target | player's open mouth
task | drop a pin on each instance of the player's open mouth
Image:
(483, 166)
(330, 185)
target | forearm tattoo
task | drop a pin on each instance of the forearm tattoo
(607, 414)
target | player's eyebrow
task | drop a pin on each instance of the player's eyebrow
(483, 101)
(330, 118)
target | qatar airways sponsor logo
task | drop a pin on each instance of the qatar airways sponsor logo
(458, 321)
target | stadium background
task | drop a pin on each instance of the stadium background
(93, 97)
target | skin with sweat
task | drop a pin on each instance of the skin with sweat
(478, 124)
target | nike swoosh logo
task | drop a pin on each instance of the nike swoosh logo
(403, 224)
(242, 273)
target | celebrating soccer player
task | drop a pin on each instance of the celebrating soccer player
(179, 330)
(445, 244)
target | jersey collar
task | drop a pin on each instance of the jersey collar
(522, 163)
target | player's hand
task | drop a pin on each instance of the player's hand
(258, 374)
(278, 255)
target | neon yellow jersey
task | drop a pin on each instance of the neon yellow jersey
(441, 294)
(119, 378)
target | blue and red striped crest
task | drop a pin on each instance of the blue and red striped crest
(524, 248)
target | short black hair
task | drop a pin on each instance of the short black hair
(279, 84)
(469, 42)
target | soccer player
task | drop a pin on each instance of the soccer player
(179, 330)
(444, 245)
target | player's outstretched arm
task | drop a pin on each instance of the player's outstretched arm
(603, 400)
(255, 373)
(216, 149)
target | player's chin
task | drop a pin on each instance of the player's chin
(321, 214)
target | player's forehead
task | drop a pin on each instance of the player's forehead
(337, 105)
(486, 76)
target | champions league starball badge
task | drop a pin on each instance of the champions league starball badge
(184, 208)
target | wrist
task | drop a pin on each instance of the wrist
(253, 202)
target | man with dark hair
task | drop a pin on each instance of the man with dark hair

→ Exercise goal
Every line of the listing should be reproduced exactly.

→ Written response
target | player's open mouth
task | drop a pin on each instance of the player's open mouth
Image:
(483, 166)
(330, 185)
target | forearm tattoo
task | drop a pin on each instance of the forearm tattoo
(607, 414)
target | player's eyebrow
task | drop a pin on each instance of the player's eyebrow
(483, 101)
(330, 118)
target | qatar airways sponsor logo
task | drop a pin on each instance of the qatar airways sponsor logo
(458, 321)
target | stadium background
task | drop a pin on each instance of the stadium background
(93, 97)
target | skin with sweat
task | drop a pin on each instance of the skin with sweat
(478, 124)
target | nike swoosh logo
task | drop a pin on each instance of the nike swoosh logo
(403, 224)
(242, 273)
target | celebrating soccer player
task | drop a pin on each instance of the celebrating soccer player
(179, 330)
(445, 244)
target | jersey collar
task | drop a pin on each instance of the jersey collar
(522, 163)
target | player's hand
task | drop a pin on each instance of the player's hand
(258, 374)
(278, 255)
target | neon yellow jersey
task | drop a pin on each instance of the neon yellow jersey
(441, 294)
(119, 378)
target | blue and red striped crest
task | drop a pin on each instance of the blue and red striped crest
(524, 248)
target | short black hair
task | drop a pin on each instance of the short black hair
(279, 84)
(469, 42)
target | soccer player
task | drop a pin on each instance of the soccer player
(179, 330)
(444, 245)
target | player's outstretched arm
task | drop a pin on each instance of the player's outstretched arm
(603, 400)
(255, 373)
(216, 149)
target | player's chin
task | drop a pin on each instance of the player's chin
(321, 214)
target | player's forehead
task | drop a pin on each instance of the player's forehead
(337, 105)
(486, 76)
target | champions league starball badge
task | drop a pin on each instance of the champions league starball badge
(184, 208)
target | wrist
task | drop a pin on each instance of the wrist
(253, 202)
target | man with dark hair
task | drop a pin on each instance of the man with dark hair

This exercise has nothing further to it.